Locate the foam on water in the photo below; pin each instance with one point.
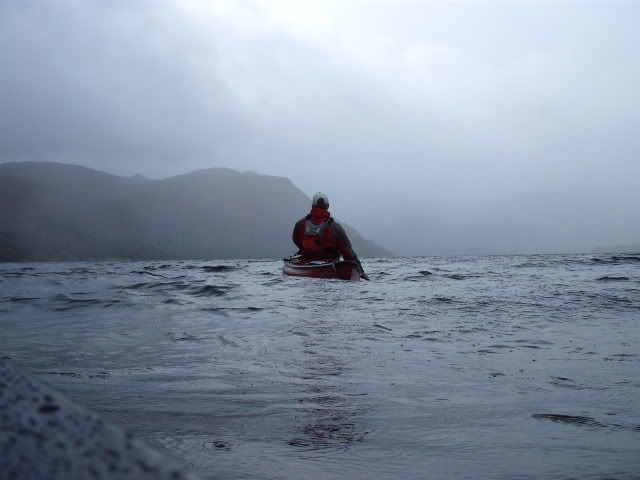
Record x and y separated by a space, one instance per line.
477 367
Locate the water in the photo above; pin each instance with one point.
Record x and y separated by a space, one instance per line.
465 367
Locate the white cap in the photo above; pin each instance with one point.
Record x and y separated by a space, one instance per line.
320 200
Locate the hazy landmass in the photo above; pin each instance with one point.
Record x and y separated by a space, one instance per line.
55 211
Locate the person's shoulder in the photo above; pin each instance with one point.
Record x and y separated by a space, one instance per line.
336 225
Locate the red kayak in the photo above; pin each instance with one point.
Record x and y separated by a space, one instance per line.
304 267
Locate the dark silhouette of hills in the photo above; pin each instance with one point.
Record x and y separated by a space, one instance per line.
53 211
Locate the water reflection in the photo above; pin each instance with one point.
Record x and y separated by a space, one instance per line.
331 415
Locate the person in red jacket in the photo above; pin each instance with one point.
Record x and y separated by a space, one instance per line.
318 236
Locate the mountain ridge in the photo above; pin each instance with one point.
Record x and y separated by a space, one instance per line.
70 212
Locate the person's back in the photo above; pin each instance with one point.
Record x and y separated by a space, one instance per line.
318 236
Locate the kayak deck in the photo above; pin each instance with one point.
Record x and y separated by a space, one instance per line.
342 270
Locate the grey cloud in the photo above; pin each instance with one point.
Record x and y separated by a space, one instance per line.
469 113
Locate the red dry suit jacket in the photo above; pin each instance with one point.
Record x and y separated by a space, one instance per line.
319 237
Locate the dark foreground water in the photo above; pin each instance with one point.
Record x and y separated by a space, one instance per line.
468 367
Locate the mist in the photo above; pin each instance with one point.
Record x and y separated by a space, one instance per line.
435 127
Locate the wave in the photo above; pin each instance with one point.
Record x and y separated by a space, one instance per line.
218 268
211 291
612 278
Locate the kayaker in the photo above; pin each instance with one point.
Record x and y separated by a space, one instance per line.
320 237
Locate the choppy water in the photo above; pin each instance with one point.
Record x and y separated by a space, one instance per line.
467 367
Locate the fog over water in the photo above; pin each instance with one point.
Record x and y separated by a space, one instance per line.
435 127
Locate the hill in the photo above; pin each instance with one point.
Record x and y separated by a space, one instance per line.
57 211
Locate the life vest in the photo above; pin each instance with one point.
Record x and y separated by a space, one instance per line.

### ABOUT THIS EXERCISE
Give the data again word for word, without images.

### FINISHED EXERCISE
Locate the foam on water in the photo below; pin each instance with one point.
Record x and y separated by a space, one instance per line.
477 367
Locate the water in the photo above; pin each instance with one point.
Record x and y separated by a space, one instance per line.
465 367
Locate the white cap in the photo above; pin each instance with one point.
Record x and y separated by a space, one instance per line.
320 200
Locate the hazy landmass in the photo above; pin each instance with one point.
Record x and y separated by a space, one instance per line.
55 211
Locate the person's shoulder in the photo above; pin each instance with one point.
Record x and y separated by a space, one instance per line.
336 225
Locate the red kayak in the photo above; pin each instance with one point.
Record x and y separated by a space, one instance per line.
304 267
Locate the dark silhouette of hills in the photo above; pin each instance with one point.
Record x and y separated by a space, one instance per line.
53 211
Locate the water reflection in the photo above; pin each instance with one point.
Record x and y separated by a space, one instance per line.
331 415
Locate the person in red jacket in the photo above; pin each instance with one point.
Record x and y separated by a space, one instance per line.
318 236
Locate the mountain ridge in the photo above; pin each instance with one point.
Record x and y separated by a space, one instance per line.
70 212
Locate the person's back in the photo above; pin each instance with one point.
Record x and y separated by a space, one instance per line.
318 236
Locate the kayak deck in the photo above; pin each instance with one point.
Record x and y separated by a space, one instance per line.
342 270
Locate the grey cloud in the photo above; pin each instance with one point.
Record x and y separated by a space, one instance per line.
469 113
Locate the red dry suit jacket in the photo above; pin each instance with one point.
Record x and y separated by a space, one instance per line.
319 237
Locate the dark foreground water in the photo above; pin each instance with one point.
Record x and y separated by a space, one instance per line.
468 367
Locate the mist in the photo above; pin each instance with one point.
Record x and y separated by a space, one instance per line.
435 127
Locate the wave in the photo above; pin each instance with one point.
Record x and y separated by a space, one instance per line.
218 268
211 291
612 278
Locate the kayaker in the photo above; pin each instance with one point.
Record x and y separated by a space, one instance per line.
320 237
Locate the choppy water in the photo above; pin each instance with one point.
Record x and y separated by a space, one instance per line.
467 367
Locate the fog over water in the photo above; pin each instance with one point.
Record x and y separated by a space, one instance per line.
435 127
Locate the hill in the photo above; pin each instance with one point.
Record x and y separated by a space, one instance per line.
57 211
Locate the life vest in the photo above; pin each instance with one point.
Record x and y separated by a space, one instance per line.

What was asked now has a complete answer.